(DATA SHOWN Opens)

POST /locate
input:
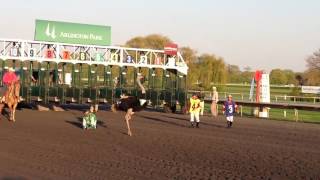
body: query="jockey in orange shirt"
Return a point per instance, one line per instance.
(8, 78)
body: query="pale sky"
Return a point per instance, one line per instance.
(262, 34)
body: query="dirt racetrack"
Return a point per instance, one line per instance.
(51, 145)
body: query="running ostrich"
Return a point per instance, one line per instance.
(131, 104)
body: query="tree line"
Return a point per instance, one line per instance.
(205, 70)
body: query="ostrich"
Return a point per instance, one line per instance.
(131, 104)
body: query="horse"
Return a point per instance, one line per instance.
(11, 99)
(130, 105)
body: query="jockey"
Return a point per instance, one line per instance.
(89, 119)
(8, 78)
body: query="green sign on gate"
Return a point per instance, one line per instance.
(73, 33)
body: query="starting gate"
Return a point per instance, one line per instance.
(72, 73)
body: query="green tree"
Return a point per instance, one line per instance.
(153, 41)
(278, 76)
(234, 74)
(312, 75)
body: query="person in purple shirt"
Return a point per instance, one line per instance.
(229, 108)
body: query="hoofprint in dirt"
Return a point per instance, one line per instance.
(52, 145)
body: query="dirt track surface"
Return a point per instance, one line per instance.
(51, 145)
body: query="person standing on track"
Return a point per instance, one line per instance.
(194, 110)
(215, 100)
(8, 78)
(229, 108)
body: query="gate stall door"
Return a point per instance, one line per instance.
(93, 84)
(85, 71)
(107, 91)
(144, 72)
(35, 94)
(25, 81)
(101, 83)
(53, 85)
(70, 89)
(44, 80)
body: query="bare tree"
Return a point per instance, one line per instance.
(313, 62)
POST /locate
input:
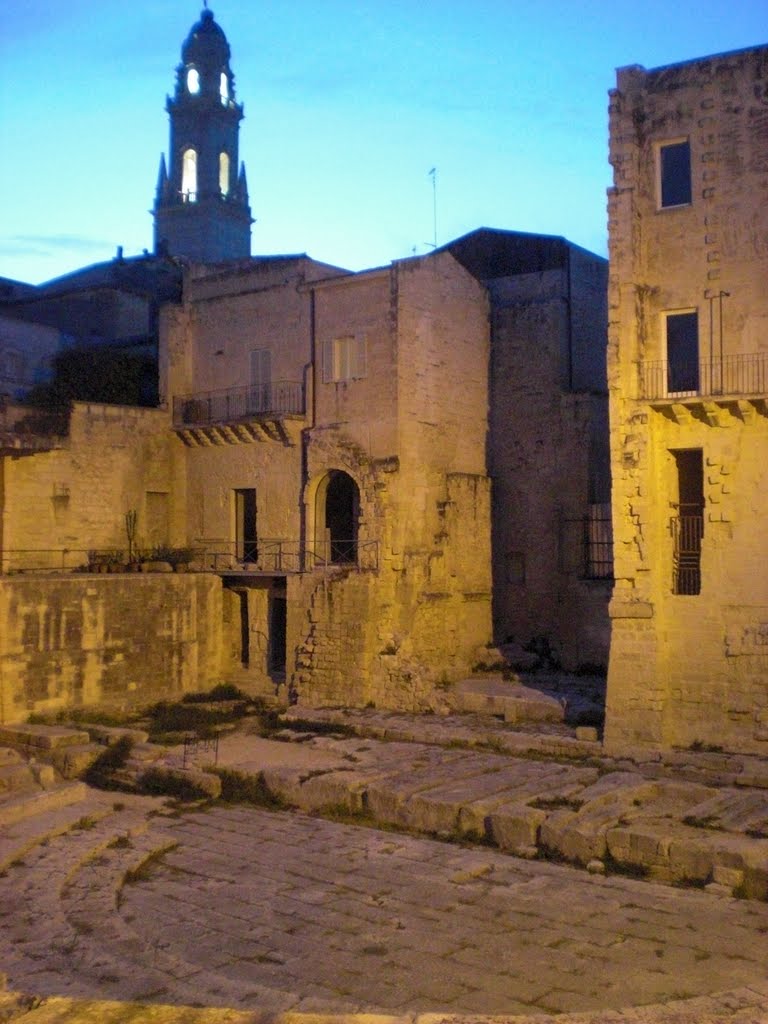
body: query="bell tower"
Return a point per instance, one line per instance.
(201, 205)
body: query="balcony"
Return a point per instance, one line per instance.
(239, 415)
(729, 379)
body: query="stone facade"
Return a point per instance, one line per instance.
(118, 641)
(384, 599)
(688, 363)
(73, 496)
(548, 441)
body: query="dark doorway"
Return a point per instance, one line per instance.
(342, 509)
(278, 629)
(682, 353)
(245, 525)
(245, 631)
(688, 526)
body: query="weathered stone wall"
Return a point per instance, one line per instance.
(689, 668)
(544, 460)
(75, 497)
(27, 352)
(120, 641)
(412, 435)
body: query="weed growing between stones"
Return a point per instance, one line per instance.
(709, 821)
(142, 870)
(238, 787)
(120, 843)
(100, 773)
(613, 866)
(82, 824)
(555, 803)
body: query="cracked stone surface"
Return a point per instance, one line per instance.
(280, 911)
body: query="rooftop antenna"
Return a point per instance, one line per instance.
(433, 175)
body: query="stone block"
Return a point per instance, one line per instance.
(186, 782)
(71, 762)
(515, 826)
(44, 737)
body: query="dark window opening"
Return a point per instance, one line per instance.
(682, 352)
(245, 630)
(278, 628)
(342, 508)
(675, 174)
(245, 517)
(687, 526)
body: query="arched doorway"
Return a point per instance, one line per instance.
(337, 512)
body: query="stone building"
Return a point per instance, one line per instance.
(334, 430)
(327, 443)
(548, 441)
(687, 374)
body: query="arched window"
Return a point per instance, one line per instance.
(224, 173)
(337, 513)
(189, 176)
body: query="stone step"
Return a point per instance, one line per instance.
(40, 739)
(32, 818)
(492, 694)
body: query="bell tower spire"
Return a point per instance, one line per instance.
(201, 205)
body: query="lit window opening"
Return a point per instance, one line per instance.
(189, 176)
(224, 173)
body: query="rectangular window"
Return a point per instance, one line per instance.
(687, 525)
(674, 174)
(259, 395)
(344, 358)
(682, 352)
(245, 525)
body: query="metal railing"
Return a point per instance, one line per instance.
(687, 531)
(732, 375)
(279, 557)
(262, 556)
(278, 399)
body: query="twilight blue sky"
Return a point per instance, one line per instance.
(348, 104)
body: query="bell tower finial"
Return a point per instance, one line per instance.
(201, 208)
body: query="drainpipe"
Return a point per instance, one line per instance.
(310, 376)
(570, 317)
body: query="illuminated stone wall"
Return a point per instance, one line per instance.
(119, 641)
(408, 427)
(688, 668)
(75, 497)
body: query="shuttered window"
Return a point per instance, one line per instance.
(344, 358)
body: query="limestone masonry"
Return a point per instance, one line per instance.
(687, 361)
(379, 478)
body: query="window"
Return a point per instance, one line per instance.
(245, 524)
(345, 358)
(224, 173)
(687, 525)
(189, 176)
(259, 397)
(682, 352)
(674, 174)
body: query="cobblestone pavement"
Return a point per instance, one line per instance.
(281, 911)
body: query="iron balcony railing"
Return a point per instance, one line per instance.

(DATA SHOWN Closes)

» TASK GOAL: Print every record above exactly, with no pictures.

» ANSWER AREA:
POST /locate
input:
body: query="jockey in orange shirt"
Return a point per instance, one line per instance.
(8, 78)
body: query="pale sky"
Return a point per instance, one line per instance.
(262, 34)
body: query="dirt racetrack"
Return a point per instance, one line per instance.
(51, 145)
body: query="running ostrich"
Return a point per instance, one line per instance.
(131, 104)
body: query="tree line"
Return a point per instance, one line per instance.
(205, 70)
body: query="ostrich"
Return a point per instance, one line per instance.
(131, 104)
body: query="horse"
Return a point per instance, one line per instance.
(11, 99)
(130, 105)
body: query="jockey"
Return a point per instance, one line per instance.
(89, 119)
(8, 78)
body: query="green sign on gate"
Return a point per instance, one line per instance.
(73, 33)
body: query="starting gate"
Return a point per instance, one line per instance.
(72, 73)
body: query="green tree"
Return a point per instance, one line per instance.
(153, 41)
(278, 76)
(234, 74)
(312, 75)
body: query="person in purple shirt"
Return a point per instance, one line per instance.
(229, 108)
body: query="hoofprint in dirt"
Return a point per instance, one line per instance.
(52, 145)
body: query="dirt track surface"
Return a point per instance, one line per instance.
(51, 145)
body: query="person standing on track"
Return a point per instance, one line per instance.
(194, 110)
(215, 100)
(8, 78)
(229, 108)
body: query="gate stall door"
Return a point per instance, one line per instance.
(93, 84)
(85, 71)
(107, 91)
(144, 72)
(35, 94)
(25, 81)
(101, 83)
(53, 85)
(70, 89)
(44, 80)
body: query="bare tree"
Return a point per instance, one line per instance.
(313, 62)
POST /locate
input:
body: query="bell tower"
Return a point per instance, one line per instance.
(201, 205)
body: query="balcony"
Return a point per instance, one line per instance.
(239, 415)
(729, 379)
body: query="stone facade"
Return a point per instance, one line per instance.
(118, 641)
(384, 599)
(688, 363)
(73, 496)
(548, 441)
body: query="dark doorway"
Return a point per instance, one line per instance.
(342, 509)
(278, 629)
(682, 353)
(245, 525)
(245, 631)
(688, 526)
body: query="weathered stone wall"
Return a point per instance, one line per instance.
(689, 668)
(544, 460)
(75, 497)
(27, 352)
(120, 641)
(412, 435)
body: query="weed growing between stones"
Return a point per instance, one line per instance.
(709, 821)
(142, 870)
(238, 787)
(120, 843)
(100, 773)
(613, 866)
(82, 824)
(555, 803)
body: query="cracked stone surface"
Return a point per instance, one line per instance.
(280, 911)
body: query="rooftop antenna"
Return a point per instance, one line per instance.
(433, 175)
body: query="stone block"
Return a point per instance, one line per instance.
(186, 782)
(71, 762)
(515, 826)
(44, 737)
body: query="dark window opening"
Return a point per instance, one line per instance.
(682, 352)
(245, 630)
(278, 628)
(342, 508)
(675, 174)
(245, 517)
(687, 526)
body: query="arched doorway"
Return a point per instance, one line per instance.
(337, 512)
body: query="stone building"
Return a point per instance, one line per instance.
(334, 430)
(327, 443)
(548, 441)
(687, 374)
body: query="arched window"
Return a point per instance, one line per instance.
(224, 173)
(337, 513)
(189, 176)
body: query="stone step"
Return a point per instance, one line per instance.
(40, 739)
(32, 818)
(492, 694)
body: query="bell tower spire"
Return a point per instance, one line per instance.
(201, 205)
body: query="lit window opening"
Return a point per instance, one line per instance.
(189, 176)
(224, 173)
body: query="rectangular window"
Return a point per instance, one line per instance.
(687, 525)
(674, 174)
(259, 395)
(344, 358)
(682, 352)
(245, 525)
body: query="metal railing"
Return a point per instance, one line per instance.
(687, 531)
(732, 375)
(279, 557)
(262, 556)
(278, 399)
body: query="twilight blue sky"
Return a point per instance, one line per instance.
(348, 104)
body: query="bell tower finial"
Return a point per instance, one line per instance.
(201, 208)
body: query="drainpipe"
Return a point per instance, one line per instance.
(310, 376)
(570, 317)
body: query="illuminated stone wall"
Return a point per instance, one line per instance.
(119, 641)
(408, 427)
(688, 668)
(75, 497)
body: query="shuttered window"
Return a point per instance, one line per instance.
(344, 358)
body: query="limestone masonry"
Return a point per instance, one line per instance.
(687, 361)
(379, 478)
body: query="window"
Return a point per instance, one line per instance.
(245, 524)
(345, 358)
(224, 173)
(687, 525)
(189, 176)
(259, 397)
(682, 352)
(674, 174)
body: query="cobblestone pavement"
Return a point per instance, one line per instance.
(281, 911)
body: query="iron balcony railing"
Return a point per instance, one line per instance.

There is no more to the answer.